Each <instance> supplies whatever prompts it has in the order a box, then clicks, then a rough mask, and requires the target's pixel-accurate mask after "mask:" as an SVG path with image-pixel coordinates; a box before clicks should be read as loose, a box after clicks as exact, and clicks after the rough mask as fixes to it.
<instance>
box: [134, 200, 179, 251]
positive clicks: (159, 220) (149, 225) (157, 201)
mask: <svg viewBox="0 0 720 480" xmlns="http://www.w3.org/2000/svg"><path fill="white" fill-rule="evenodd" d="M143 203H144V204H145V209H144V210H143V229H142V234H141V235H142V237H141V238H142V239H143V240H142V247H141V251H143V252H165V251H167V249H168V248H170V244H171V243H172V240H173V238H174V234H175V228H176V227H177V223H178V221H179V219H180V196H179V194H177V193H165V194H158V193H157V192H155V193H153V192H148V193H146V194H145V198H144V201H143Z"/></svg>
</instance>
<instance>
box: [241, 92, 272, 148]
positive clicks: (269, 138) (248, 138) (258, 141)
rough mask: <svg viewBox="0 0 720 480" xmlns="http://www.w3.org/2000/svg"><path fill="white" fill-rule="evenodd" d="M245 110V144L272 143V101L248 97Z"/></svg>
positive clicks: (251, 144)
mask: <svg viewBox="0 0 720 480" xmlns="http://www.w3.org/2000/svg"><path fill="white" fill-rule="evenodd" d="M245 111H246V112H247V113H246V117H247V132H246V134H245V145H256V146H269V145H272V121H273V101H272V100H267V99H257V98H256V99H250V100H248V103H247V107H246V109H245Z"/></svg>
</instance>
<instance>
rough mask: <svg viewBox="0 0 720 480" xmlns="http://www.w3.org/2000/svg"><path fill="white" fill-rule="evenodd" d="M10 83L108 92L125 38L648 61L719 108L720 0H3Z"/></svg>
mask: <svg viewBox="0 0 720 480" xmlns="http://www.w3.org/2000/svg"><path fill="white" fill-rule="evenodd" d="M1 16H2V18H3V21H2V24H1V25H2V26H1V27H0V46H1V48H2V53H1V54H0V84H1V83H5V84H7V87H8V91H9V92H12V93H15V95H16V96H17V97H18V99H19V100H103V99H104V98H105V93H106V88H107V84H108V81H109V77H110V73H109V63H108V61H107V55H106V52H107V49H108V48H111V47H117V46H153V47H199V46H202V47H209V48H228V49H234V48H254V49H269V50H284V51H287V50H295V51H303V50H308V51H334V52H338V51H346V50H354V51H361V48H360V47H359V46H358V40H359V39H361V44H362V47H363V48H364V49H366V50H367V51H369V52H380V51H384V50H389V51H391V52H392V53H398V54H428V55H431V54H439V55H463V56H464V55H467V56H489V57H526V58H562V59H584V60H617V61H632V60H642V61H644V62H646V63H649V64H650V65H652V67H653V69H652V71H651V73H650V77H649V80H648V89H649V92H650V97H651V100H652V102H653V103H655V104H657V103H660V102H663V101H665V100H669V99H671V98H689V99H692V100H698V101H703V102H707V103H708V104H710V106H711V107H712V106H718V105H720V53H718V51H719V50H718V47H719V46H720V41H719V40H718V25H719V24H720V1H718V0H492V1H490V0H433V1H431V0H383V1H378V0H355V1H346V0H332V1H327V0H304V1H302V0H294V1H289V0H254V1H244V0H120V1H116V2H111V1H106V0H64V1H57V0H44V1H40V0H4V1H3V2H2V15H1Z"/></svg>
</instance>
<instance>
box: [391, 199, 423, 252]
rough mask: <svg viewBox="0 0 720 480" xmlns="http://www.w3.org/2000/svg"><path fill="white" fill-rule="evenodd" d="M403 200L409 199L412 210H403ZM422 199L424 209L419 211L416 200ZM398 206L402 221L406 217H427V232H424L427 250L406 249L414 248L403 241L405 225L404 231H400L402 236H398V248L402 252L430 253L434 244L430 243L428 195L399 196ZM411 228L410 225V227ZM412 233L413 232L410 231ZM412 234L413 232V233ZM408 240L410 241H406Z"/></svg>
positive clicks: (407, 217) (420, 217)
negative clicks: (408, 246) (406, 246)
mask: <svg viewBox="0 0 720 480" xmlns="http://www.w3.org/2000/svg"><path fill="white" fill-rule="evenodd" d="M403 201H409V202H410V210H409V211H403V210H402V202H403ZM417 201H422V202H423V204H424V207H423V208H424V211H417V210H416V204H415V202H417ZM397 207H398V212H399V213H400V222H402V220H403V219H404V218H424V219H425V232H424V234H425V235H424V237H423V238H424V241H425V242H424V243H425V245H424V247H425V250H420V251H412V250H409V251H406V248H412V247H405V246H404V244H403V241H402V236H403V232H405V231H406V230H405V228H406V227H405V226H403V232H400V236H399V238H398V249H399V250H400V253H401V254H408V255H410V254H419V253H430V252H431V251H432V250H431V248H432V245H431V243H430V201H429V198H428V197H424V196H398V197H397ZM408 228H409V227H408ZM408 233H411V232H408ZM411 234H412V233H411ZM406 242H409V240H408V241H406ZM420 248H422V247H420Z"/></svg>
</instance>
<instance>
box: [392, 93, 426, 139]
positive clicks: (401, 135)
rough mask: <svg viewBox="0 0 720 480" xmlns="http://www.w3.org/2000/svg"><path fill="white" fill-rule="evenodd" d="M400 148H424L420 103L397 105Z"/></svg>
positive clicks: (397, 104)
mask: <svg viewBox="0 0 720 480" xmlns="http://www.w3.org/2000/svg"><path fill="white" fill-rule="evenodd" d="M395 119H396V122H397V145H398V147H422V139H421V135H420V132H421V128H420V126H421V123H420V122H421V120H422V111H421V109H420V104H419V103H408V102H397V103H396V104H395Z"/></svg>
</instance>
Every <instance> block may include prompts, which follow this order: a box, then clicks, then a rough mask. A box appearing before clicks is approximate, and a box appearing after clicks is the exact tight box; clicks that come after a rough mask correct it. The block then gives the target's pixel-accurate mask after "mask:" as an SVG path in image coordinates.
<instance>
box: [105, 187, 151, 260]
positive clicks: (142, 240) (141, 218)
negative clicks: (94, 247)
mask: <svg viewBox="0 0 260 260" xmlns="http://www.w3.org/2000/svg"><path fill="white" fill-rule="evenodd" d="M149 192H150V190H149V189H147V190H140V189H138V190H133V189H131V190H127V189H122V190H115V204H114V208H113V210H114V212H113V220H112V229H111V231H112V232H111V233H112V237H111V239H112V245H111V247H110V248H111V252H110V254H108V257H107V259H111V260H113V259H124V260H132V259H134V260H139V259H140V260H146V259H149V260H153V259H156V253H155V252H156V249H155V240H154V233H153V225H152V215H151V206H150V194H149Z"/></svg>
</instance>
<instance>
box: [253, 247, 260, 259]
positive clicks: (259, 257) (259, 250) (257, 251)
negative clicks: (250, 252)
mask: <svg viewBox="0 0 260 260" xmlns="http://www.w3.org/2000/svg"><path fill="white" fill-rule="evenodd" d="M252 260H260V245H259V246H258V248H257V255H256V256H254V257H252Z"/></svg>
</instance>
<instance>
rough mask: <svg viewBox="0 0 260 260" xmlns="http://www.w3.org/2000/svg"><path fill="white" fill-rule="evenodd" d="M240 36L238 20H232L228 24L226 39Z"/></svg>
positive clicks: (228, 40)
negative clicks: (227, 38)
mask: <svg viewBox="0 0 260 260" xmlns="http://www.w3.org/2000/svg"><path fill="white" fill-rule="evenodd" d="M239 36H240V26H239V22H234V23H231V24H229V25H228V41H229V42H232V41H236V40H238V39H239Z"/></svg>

What to do: Reproduce all of the entries above with "negative clicks" swapped for "exclude clicks" each time it appears, changing nothing else.

Output:
Each <instance> supplies whatever prompts it has in the order a box, then clicks, then a rough mask, and requires the target's pixel-accurate mask after "mask:" as an SVG path with image-pixel coordinates; a box before clicks should be read as loose, a box after clicks as exact, and clicks after the rough mask as fixes to it.
<instance>
box: [134, 200, 179, 251]
positive clicks: (159, 220) (149, 225) (157, 201)
mask: <svg viewBox="0 0 720 480" xmlns="http://www.w3.org/2000/svg"><path fill="white" fill-rule="evenodd" d="M143 203H144V204H145V209H144V210H143V229H142V234H141V235H142V237H141V238H142V239H143V240H142V247H141V251H143V252H165V251H167V249H168V248H170V244H171V243H172V240H173V238H174V234H175V228H176V227H177V223H178V221H179V219H180V196H179V194H177V193H165V194H158V193H157V192H155V193H153V192H148V193H146V194H145V198H144V201H143Z"/></svg>
</instance>
<instance>
box: [241, 92, 272, 148]
positive clicks: (269, 138) (248, 138) (258, 141)
rough mask: <svg viewBox="0 0 720 480" xmlns="http://www.w3.org/2000/svg"><path fill="white" fill-rule="evenodd" d="M245 110V144L272 143V101L248 97Z"/></svg>
positive clicks: (251, 144)
mask: <svg viewBox="0 0 720 480" xmlns="http://www.w3.org/2000/svg"><path fill="white" fill-rule="evenodd" d="M245 111H246V112H247V113H246V117H247V132H246V134H245V145H256V146H269V145H272V121H273V101H272V100H267V99H257V98H256V99H250V100H248V103H247V107H246V109H245Z"/></svg>
</instance>
<instance>
rough mask: <svg viewBox="0 0 720 480" xmlns="http://www.w3.org/2000/svg"><path fill="white" fill-rule="evenodd" d="M10 83L108 92L125 38L648 61L719 108L720 0H3Z"/></svg>
mask: <svg viewBox="0 0 720 480" xmlns="http://www.w3.org/2000/svg"><path fill="white" fill-rule="evenodd" d="M1 16H2V18H3V21H2V24H1V25H2V26H1V27H0V46H1V48H2V53H1V54H0V84H1V83H5V84H7V87H8V91H9V92H12V93H15V95H16V96H17V97H18V99H19V100H103V99H104V98H105V93H106V88H107V84H108V81H109V77H110V73H109V63H108V61H107V55H106V52H107V49H108V48H111V47H117V46H153V47H199V46H202V47H209V48H228V49H234V48H254V49H269V50H284V51H287V50H295V51H303V50H308V51H334V52H338V51H346V50H354V51H361V48H360V47H359V46H358V40H359V39H361V44H362V47H363V48H364V49H366V50H367V51H369V52H380V51H384V50H389V51H391V52H392V53H398V54H428V55H431V54H439V55H463V56H464V55H467V56H489V57H526V58H562V59H584V60H617V61H632V60H642V61H644V62H646V63H649V64H650V65H652V67H653V69H652V71H651V73H650V77H649V80H648V89H649V92H650V97H651V100H652V102H653V103H655V104H657V103H660V102H663V101H665V100H669V99H671V98H689V99H692V100H698V101H703V102H707V103H708V104H710V106H711V107H712V106H718V105H720V53H718V51H719V50H718V47H719V46H720V41H719V40H718V25H719V24H720V1H718V0H492V1H490V0H433V1H431V0H383V1H378V0H355V1H346V0H332V1H327V0H304V1H302V0H294V1H289V0H254V1H244V0H120V1H116V2H111V1H106V0H64V1H57V0H44V1H40V0H4V1H3V2H2V15H1Z"/></svg>
</instance>
<instance>
box: [391, 199, 423, 252]
rough mask: <svg viewBox="0 0 720 480" xmlns="http://www.w3.org/2000/svg"><path fill="white" fill-rule="evenodd" d="M403 200L409 199L412 210H403ZM422 199L424 209L419 211L416 200ZM398 206L402 221L406 217H427V232H424L427 250L406 249L414 248L403 241L405 225L404 231H400L402 236H398V248L402 252L430 253L434 244L430 243L428 195L399 196ZM411 228L410 225V227ZM412 233L413 232L410 231ZM412 234L413 232V233ZM408 240L410 241H406Z"/></svg>
positive clicks: (407, 217) (420, 217)
exclude clicks: (408, 246) (406, 246)
mask: <svg viewBox="0 0 720 480" xmlns="http://www.w3.org/2000/svg"><path fill="white" fill-rule="evenodd" d="M403 201H409V202H410V210H409V211H403V210H402V202H403ZM417 201H422V202H423V204H424V207H423V208H424V211H417V210H416V204H415V202H417ZM397 207H398V212H399V213H400V222H402V220H403V219H404V218H424V219H425V232H424V234H425V235H424V237H423V238H424V241H425V242H424V243H425V245H424V247H425V250H420V251H412V250H409V251H406V248H412V247H405V246H404V244H403V241H402V236H403V232H405V231H406V230H405V228H406V227H405V226H403V232H400V236H399V238H398V249H399V250H400V253H401V254H408V255H410V254H419V253H430V252H431V251H432V250H431V248H432V245H431V243H430V201H429V198H428V197H424V196H398V197H397ZM408 228H409V227H408ZM408 233H411V232H408ZM411 234H412V233H411ZM406 242H409V240H408V241H406ZM420 248H422V247H420Z"/></svg>
</instance>
<instance>
box: [392, 93, 426, 139]
positive clicks: (401, 135)
rough mask: <svg viewBox="0 0 720 480" xmlns="http://www.w3.org/2000/svg"><path fill="white" fill-rule="evenodd" d="M400 148H424L420 103L397 105Z"/></svg>
positive clicks: (397, 104)
mask: <svg viewBox="0 0 720 480" xmlns="http://www.w3.org/2000/svg"><path fill="white" fill-rule="evenodd" d="M395 119H396V122H397V145H398V147H422V139H421V135H420V132H421V128H420V126H421V123H420V122H421V120H422V111H421V109H420V104H419V103H408V102H397V103H396V104H395Z"/></svg>
</instance>
Every <instance> block may include prompts, which follow this order: a box, then clicks, then a rough mask. A box appearing before clicks is approximate, and a box appearing after clicks is the exact tight box; clicks that come after a rough mask correct it. The block then gives the target's pixel-accurate mask after "mask:" as an SVG path in image coordinates.
<instance>
box: [105, 187, 151, 260]
positive clicks: (142, 240) (141, 218)
exclude clicks: (94, 247)
mask: <svg viewBox="0 0 260 260" xmlns="http://www.w3.org/2000/svg"><path fill="white" fill-rule="evenodd" d="M149 192H150V190H149V189H147V190H140V189H138V190H133V189H131V190H127V189H122V190H115V204H114V208H113V210H114V212H113V220H112V229H111V231H112V232H111V233H112V237H111V239H112V245H111V247H110V248H111V252H110V254H108V257H107V259H111V260H113V259H124V260H132V259H134V260H139V259H140V260H146V259H149V260H153V259H156V253H155V252H156V249H155V240H154V233H153V225H152V215H151V206H150V194H149Z"/></svg>
</instance>
<instance>
box: [253, 247, 260, 259]
positive clicks: (259, 257) (259, 250) (257, 251)
exclude clicks: (250, 252)
mask: <svg viewBox="0 0 260 260" xmlns="http://www.w3.org/2000/svg"><path fill="white" fill-rule="evenodd" d="M252 260H260V245H259V246H258V248H257V255H256V256H254V257H252Z"/></svg>
</instance>
<instance>
rough mask: <svg viewBox="0 0 260 260" xmlns="http://www.w3.org/2000/svg"><path fill="white" fill-rule="evenodd" d="M240 36L238 20H232L228 24L226 39Z"/></svg>
positive clicks: (228, 40)
exclude clicks: (227, 38)
mask: <svg viewBox="0 0 260 260" xmlns="http://www.w3.org/2000/svg"><path fill="white" fill-rule="evenodd" d="M239 36H240V26H239V22H234V23H231V24H229V25H228V41H229V42H232V41H236V40H238V39H239Z"/></svg>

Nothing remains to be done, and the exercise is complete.